* [Document]:
※

By Barry Rubin
The last pillar of President Barack Obama’s Middle East policy, his alleged popularity in the region, has gone bye-bye. All the apologies, distancing from Israel, the Cairo speech, the Istanbul speech, the engagements with Syria and Iran, the ban on using the word “Islamism,” and all the other apparatus of the new, non-strategic strategy have availed him—and U.S. interests—not.
Why? It’s very simple. On one hand, there are the enemies of America who don’t take that stance just because they thought George W. Bush was icky. They want–depending on who we are talking about–to conquer the Middle East, take over their own countries, establish a Caliphate, lord it over neighbors, wipe Israel off the map, turn women into chattel, get rid of the Christians, expel Western influence from the region, and/or transform their own countries into Islamist utopian dictatorships.
So why should we expect them to care whether the U.S. president is a nice guy who likes them and is really sorry for any time in the past when America actually did or tried to do something in the region? Indeed, Middle East dictators and revolutionaries also believe that nice guys finish last.
Do you think Cubans are fighting for healthcare or freedom from Communism?
Then there are those who depend on the United States for their survival. You may think first of Israel but the list includes pretty much every Arabic-speaking government—more than a dozen—all of them except for Syria, Yemen, Sudan, and the Gaza Strip Islamist dictatorship of Hamas. They want a strong, determined U.S. policy that protects them from their radical enemies at home and abroad. If Washington can’t provide that, these rulers seek their own deal with the revolutionaries in order to survive.

※

* [What to work on]:
1) In the essay on Obama's Middle East policy, rewrite the passage from "So why should" to "order to survive.", swapping "revolutionaries" for "insurgents".
2) Extend the essay on Obama's Middle East policy by writing what follows its last sentence.

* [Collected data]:

※

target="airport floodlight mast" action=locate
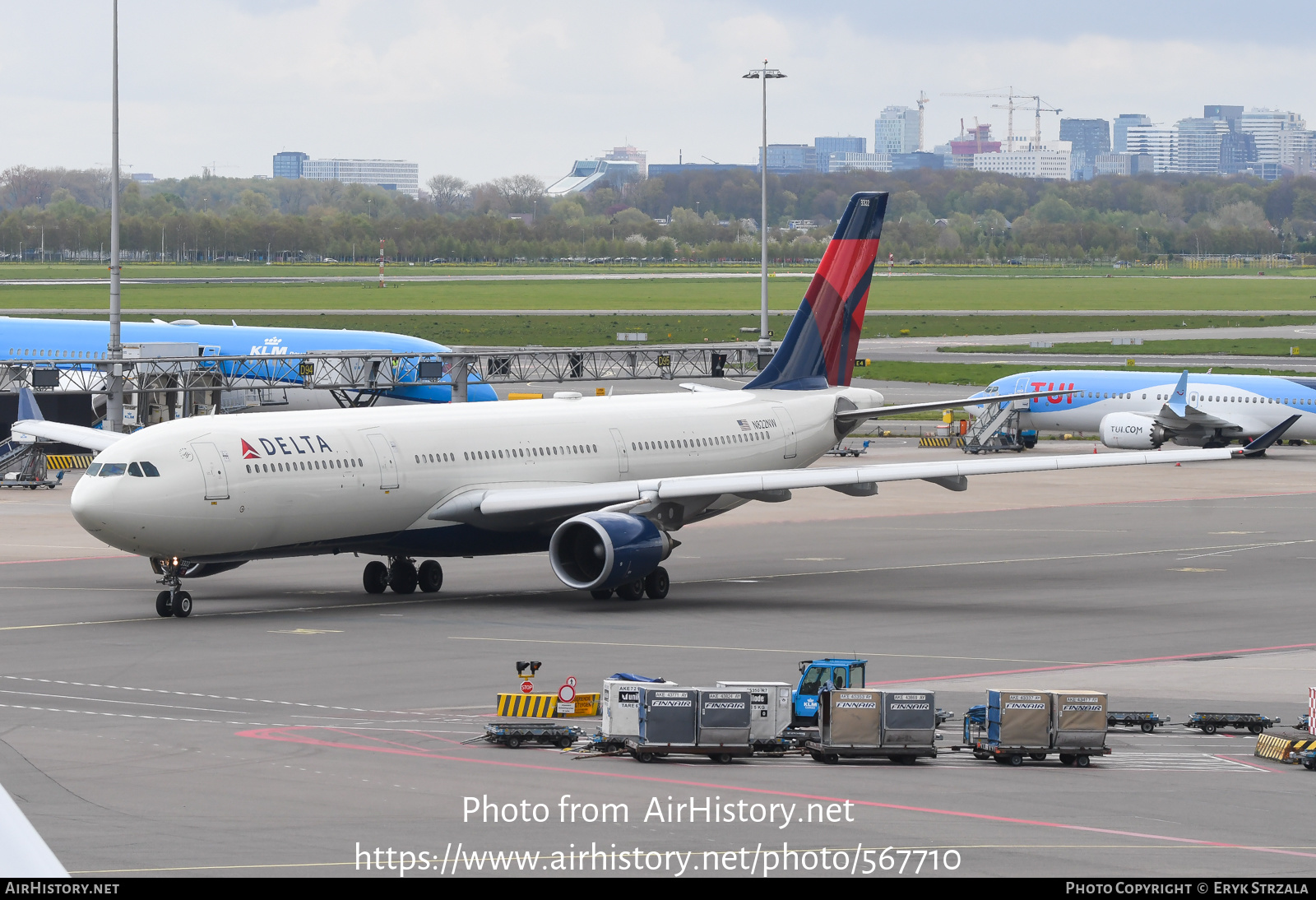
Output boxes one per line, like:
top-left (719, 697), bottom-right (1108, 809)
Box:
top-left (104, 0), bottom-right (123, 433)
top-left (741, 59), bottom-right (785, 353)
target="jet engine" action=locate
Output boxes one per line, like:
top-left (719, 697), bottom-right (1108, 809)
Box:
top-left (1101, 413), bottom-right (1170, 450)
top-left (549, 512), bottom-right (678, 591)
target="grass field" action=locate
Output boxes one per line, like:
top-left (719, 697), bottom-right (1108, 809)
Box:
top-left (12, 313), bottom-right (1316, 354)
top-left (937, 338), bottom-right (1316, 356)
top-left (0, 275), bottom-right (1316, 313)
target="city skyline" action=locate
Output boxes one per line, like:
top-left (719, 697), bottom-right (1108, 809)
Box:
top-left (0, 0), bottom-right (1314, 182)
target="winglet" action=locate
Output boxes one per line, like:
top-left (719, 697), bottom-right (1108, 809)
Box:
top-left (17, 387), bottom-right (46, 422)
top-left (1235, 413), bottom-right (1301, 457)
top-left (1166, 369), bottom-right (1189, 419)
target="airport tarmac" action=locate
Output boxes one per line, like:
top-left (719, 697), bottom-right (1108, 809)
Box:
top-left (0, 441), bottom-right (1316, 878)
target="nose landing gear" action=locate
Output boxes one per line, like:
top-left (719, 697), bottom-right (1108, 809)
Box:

※

* [Task-by-task outputs]:
1)
So why should we expect them to care whether the U.S. president is a nice guy who likes them and is really sorry for any time in the past when America actually did or tried to do something in the region? Indeed, Middle East dictators and insurgents also believe that nice guys finish last.
Do you think Cubans are fighting for healthcare or freedom from Communism?
Then there are those who depend on the United States for their survival. You may think first of Israel but the list includes pretty much every Arabic-speaking government—more than a dozen—all of them except for Syria, Yemen, Sudan, and the Gaza Strip Islamist dictatorship of Hamas. They want a strong, determined U.S. policy that protects them from their radical enemies at home and abroad. If Washington can’t provide that, these rulers seek their own deal with the insurgents in order to survive.

2)
Thus, it shouldn’t surprise anyone—but does due to bad ideology and media coverage—that Obama isn’t popular. According to the latest Pew Research Center’s Global Attitudes Project poll, he’s gone down in every Muslim-majority country. Only 17 percent of people in Turkey, Pakistan, and Egypt have a positive view of the United States. In Egypt, America is less popular than it was when Bush was president.
And in some cases, Obama is less popular than the United States as a country! In Pakistan 17 percent like America, only 8 percent like Obama, despite billions in U.S. aid rained down unconditionally on that country. In Turkey, he leads the popularity of the United States by only 6 percent.
Of course, the low figures are being spun by administration supporters to suggest that if only the United States pulled out of Afghanistan and Iraq, abandoned Israel completely, and perhaps held its breath until turning blue, this would all change.
Meanwhile, despite all of Obama’s efforts to prove that he isn’t a leader and listens to everyone, most people in the world still think the United States is too unilateral in its actions. And they always will.
It is true America’s unpopularity stems from its values. It is also true that America’s unpopularity stems from its policies. But that doesn’t mean the policies are “wrong.” It also doesn’t mean that changing these policies will make America popular.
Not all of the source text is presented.